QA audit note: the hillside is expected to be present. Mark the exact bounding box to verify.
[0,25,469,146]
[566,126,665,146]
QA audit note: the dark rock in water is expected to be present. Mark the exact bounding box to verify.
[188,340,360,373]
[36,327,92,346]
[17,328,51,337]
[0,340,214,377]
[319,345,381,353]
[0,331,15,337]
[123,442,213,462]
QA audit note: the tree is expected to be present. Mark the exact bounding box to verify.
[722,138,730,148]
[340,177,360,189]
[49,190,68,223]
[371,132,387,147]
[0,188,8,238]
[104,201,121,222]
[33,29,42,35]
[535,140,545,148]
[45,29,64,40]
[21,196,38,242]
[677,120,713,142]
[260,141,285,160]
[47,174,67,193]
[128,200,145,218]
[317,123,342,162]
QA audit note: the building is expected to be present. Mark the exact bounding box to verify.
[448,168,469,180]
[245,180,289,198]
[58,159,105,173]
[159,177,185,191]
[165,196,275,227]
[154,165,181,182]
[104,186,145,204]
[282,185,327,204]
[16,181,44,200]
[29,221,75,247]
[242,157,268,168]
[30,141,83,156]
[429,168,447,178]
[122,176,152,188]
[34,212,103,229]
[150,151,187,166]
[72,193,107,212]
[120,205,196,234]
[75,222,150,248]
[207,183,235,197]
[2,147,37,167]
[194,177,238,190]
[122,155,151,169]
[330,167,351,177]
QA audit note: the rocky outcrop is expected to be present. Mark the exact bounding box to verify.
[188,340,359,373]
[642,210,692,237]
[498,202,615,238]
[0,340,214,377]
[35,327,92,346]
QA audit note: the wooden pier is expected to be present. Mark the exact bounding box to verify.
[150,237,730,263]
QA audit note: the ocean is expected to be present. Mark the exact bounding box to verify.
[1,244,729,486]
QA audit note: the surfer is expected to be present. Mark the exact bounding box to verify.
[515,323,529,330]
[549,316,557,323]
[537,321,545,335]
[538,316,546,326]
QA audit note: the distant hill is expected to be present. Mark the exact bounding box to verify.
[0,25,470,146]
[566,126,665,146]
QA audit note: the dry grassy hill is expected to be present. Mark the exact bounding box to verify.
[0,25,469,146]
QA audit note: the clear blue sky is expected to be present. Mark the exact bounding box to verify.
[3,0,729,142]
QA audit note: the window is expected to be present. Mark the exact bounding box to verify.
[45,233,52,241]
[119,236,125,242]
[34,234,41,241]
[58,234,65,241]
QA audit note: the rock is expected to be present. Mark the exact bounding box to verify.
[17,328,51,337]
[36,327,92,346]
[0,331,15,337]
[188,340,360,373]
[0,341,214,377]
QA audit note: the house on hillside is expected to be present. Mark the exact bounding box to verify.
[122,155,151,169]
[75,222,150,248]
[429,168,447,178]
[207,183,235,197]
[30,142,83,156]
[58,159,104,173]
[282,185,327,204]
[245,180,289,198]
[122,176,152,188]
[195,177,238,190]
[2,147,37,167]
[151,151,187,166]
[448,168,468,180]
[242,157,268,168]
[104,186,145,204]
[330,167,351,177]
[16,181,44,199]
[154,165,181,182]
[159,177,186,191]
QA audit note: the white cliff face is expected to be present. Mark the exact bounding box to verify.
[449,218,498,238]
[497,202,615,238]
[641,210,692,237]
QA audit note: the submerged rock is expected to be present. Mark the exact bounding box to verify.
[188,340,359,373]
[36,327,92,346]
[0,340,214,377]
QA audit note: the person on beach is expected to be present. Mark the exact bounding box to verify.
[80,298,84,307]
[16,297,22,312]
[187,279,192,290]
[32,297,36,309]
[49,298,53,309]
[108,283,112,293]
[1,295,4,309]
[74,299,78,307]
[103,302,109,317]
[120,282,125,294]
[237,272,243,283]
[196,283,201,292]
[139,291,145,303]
###
Exercise description
I need each of the entries above printed again exactly.

Final answer
QA audit note: the hillside is expected to be present. Mark the exact bounding box to verify.
[0,25,469,146]
[566,126,665,146]
QA audit note: the dark rock in water is expected to be present. Mark the exact bounding box to verify.
[188,340,360,373]
[36,327,92,346]
[17,328,51,337]
[0,340,214,377]
[319,345,381,353]
[0,331,15,337]
[123,442,213,462]
QA audit note: the tree is expected to be present. Mark the exact bounding box to verify.
[722,138,730,148]
[340,177,360,189]
[49,190,68,223]
[371,132,387,147]
[0,188,8,238]
[104,201,121,222]
[33,29,42,35]
[535,140,545,148]
[45,29,64,40]
[21,196,38,242]
[677,120,713,142]
[260,141,285,160]
[47,174,67,193]
[128,200,145,218]
[317,123,342,162]
QA audit note: the building is expected to be present. Mark the exact bounding box to verify.
[448,168,469,180]
[245,180,289,198]
[58,159,105,173]
[159,177,185,191]
[165,196,275,227]
[154,165,181,182]
[104,186,145,204]
[282,185,327,204]
[16,181,44,200]
[29,221,75,247]
[242,157,268,168]
[30,141,83,156]
[429,168,447,178]
[122,176,152,188]
[34,212,103,229]
[150,151,187,166]
[72,193,107,212]
[120,205,196,234]
[75,222,150,248]
[207,183,235,197]
[2,147,37,167]
[194,177,238,190]
[122,155,151,169]
[330,167,351,177]
QA audit note: the rocky outcrop is expected to be present. Mark the exact bounding box to verify.
[188,340,359,373]
[642,210,692,237]
[498,202,615,238]
[0,340,214,377]
[35,327,92,346]
QA audit note: the wooden pier is expected to be present. Mark the exact bounding box to verify.
[150,237,730,263]
QA audit note: the ocean is expected to be present. Mark the exact bounding box to verify.
[1,244,729,486]
QA audit note: the surfer is expected to be present. Mark the exact bounding box to verify.
[515,323,529,330]
[549,316,557,323]
[537,321,545,335]
[538,316,546,326]
QA audit note: the distant hill is expected to be present. Mark the exact bounding box to verify.
[0,25,470,146]
[566,126,665,146]
QA audit note: the dry grassy hill is expected to be present. Mark the exact bounding box to verify.
[0,25,469,146]
QA audit note: the clear blue sky is expected to be present. Mark the exact bounding box to verify.
[3,0,729,142]
QA audit note: the window is expected to be present. Mark the exact bounding box to verify.
[45,233,52,241]
[119,236,125,242]
[34,234,41,241]
[58,234,65,241]
QA audit note: the rock is expected to be present. Mark the exact bounding box to verify.
[17,328,51,337]
[36,327,92,346]
[0,331,15,337]
[188,340,360,373]
[0,341,214,377]
QA audit note: the house on hillside is expected to be present. Mark the exact bounding box to verify.
[122,155,151,169]
[75,222,150,248]
[429,168,447,178]
[207,183,235,197]
[30,142,83,156]
[58,159,104,173]
[282,185,327,204]
[245,180,289,198]
[122,176,152,188]
[195,177,238,190]
[2,147,37,167]
[151,151,187,166]
[448,168,468,180]
[242,157,268,168]
[104,186,145,204]
[330,167,351,177]
[16,181,44,199]
[154,165,181,182]
[159,177,186,191]
QA audit note: the white cliff face is expected to be present. Mark the exact bounding box to verify.
[449,218,498,238]
[497,202,615,238]
[641,210,692,237]
QA audit note: the submerged rock is expected to be present. Mark the exact bounding box to verify.
[188,340,359,373]
[36,327,92,346]
[0,340,214,377]
QA audit note: the person on beach is expected to be present. Mark the exact bounding box to verify.
[80,298,84,307]
[16,297,22,312]
[187,279,192,290]
[32,297,36,309]
[49,298,53,309]
[108,283,112,293]
[1,295,4,309]
[74,299,78,307]
[103,302,109,317]
[120,282,125,294]
[237,272,243,283]
[196,283,201,292]
[139,291,145,303]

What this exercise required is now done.